_Problem description:_
The listing below is to be reproduced in full, exactly as given.

==== Records for this task ====

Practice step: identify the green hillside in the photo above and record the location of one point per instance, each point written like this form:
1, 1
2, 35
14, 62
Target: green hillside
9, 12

====

_Your response:_
Practice step: identify the green hillside in the photo above and record the location of one point per instance, each point written like this form:
1, 1
2, 35
14, 62
Target: green hillside
9, 12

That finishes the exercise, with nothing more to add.